== Data in this exercise ==
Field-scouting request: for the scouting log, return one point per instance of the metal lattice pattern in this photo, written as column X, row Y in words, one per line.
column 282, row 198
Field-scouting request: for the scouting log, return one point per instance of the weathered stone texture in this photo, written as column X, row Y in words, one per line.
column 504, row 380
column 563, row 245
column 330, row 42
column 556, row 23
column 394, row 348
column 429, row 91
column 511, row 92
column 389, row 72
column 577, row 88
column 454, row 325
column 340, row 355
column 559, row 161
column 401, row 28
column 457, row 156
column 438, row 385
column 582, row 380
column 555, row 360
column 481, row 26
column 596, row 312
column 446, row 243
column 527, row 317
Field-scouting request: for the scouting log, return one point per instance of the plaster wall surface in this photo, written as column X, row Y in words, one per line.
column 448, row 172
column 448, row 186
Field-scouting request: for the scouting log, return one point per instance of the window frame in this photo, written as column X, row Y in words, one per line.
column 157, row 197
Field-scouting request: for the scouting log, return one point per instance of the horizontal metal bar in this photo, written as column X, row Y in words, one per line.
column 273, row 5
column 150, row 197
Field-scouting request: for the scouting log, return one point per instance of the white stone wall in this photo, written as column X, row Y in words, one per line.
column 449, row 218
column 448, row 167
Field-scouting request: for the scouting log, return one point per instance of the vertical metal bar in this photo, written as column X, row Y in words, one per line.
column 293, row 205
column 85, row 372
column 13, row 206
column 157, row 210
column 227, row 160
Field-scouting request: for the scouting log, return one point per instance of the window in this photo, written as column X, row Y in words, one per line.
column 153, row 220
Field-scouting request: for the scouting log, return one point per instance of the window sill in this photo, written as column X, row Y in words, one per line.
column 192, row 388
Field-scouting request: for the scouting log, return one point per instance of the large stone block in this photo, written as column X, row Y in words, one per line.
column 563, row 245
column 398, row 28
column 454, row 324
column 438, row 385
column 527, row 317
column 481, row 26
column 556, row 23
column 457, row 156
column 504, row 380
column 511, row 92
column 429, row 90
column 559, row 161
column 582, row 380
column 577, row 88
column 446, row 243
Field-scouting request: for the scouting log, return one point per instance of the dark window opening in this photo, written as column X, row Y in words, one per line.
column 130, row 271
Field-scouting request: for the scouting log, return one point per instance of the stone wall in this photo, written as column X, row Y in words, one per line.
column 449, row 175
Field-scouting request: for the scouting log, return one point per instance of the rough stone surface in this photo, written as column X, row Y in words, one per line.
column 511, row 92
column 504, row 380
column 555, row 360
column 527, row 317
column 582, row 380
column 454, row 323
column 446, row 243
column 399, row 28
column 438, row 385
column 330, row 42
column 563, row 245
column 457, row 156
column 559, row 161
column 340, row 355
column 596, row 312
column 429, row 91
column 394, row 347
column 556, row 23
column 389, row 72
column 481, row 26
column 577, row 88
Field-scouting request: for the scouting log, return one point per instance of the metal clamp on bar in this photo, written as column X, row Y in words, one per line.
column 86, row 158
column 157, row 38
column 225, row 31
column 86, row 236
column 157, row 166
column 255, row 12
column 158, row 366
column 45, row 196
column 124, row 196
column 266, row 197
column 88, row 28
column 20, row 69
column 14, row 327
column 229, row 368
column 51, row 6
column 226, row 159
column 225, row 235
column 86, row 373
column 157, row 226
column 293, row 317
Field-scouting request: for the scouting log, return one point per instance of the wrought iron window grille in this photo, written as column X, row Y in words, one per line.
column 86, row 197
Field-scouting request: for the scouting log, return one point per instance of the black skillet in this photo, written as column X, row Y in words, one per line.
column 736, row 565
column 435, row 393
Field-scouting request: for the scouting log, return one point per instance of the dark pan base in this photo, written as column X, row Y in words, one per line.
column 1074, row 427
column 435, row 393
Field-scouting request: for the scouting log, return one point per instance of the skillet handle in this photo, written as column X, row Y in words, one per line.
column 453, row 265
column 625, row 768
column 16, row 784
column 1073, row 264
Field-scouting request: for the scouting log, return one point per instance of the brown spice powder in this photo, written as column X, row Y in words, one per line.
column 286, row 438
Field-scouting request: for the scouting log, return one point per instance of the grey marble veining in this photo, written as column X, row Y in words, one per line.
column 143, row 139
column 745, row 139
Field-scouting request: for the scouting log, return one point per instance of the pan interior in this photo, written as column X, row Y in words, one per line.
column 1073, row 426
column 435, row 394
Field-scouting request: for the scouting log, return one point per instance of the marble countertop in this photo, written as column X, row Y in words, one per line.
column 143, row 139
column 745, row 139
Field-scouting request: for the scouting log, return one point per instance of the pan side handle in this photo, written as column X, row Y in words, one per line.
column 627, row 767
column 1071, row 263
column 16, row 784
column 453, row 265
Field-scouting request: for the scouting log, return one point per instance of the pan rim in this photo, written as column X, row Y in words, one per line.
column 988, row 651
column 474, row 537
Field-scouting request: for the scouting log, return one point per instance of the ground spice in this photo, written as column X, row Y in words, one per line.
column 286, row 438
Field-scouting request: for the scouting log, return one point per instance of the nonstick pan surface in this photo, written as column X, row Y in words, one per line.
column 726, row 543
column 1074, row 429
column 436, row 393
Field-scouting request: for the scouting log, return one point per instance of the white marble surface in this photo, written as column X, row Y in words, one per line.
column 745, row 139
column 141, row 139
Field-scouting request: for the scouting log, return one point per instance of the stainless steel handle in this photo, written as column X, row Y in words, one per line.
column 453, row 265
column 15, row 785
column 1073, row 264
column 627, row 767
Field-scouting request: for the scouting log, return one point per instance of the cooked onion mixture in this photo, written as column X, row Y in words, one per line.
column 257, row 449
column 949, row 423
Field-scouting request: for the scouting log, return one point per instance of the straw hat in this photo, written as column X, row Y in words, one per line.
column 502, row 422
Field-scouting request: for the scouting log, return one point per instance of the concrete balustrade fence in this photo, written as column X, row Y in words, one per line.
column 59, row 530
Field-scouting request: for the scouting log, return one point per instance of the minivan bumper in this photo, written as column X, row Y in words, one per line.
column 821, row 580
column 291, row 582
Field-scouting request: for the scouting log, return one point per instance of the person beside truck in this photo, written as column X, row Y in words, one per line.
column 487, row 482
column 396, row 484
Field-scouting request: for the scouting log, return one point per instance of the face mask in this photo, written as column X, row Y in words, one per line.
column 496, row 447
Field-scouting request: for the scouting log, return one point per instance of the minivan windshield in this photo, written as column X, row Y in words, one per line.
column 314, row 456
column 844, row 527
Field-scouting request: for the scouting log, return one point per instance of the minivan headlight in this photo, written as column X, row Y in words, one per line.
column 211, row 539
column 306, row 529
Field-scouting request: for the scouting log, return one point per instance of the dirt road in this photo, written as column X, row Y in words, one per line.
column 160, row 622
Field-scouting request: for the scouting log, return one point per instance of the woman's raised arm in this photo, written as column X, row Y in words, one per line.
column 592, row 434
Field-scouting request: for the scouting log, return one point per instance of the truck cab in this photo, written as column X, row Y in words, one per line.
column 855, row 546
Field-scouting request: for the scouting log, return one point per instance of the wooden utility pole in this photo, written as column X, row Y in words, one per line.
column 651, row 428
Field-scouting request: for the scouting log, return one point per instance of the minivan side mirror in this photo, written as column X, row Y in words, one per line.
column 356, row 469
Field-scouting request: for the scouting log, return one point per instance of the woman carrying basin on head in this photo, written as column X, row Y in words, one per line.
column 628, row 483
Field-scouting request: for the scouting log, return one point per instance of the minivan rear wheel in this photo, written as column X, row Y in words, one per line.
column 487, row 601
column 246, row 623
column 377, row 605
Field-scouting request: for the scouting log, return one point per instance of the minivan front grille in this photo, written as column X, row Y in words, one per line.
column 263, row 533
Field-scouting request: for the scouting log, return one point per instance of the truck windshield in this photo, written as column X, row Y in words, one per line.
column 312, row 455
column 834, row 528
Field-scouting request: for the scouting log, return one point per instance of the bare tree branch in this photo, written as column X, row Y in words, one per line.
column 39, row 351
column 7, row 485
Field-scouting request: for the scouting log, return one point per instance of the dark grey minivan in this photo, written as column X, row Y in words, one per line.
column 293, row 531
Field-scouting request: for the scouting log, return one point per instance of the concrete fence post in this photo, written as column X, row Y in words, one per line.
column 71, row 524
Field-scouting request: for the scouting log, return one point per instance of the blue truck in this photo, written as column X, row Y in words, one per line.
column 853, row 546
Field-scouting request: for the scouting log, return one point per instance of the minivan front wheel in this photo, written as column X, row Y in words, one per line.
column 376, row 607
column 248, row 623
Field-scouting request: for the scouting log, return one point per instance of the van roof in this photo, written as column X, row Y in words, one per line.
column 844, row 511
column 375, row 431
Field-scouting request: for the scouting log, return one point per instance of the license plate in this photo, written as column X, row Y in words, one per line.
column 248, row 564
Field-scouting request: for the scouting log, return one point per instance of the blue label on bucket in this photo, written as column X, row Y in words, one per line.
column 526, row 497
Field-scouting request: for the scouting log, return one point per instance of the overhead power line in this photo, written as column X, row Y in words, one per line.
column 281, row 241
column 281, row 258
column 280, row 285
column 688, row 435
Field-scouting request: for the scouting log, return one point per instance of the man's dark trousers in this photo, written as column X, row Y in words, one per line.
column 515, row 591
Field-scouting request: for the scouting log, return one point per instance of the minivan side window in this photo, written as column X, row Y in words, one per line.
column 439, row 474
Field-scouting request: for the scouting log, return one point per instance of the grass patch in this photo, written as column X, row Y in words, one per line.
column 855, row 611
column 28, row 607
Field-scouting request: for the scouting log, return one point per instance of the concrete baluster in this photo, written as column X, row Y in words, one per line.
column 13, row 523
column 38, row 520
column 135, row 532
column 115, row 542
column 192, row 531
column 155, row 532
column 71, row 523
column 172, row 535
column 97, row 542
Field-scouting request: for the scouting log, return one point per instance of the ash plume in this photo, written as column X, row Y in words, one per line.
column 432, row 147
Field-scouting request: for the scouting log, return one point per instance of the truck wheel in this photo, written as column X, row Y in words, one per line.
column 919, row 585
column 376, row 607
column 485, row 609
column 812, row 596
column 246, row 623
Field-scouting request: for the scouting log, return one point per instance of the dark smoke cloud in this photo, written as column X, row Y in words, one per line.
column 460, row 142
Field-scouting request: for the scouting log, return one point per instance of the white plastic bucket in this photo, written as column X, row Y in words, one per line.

== Task statement ==
Reproduce verbatim the stretch from the start of the entries through the line containing "column 282, row 198".

== Reply ==
Field-scouting request: for the scouting log, return one point per instance of the metal lattice pattern in this photo, written as column X, row Y in words, one per line.
column 282, row 198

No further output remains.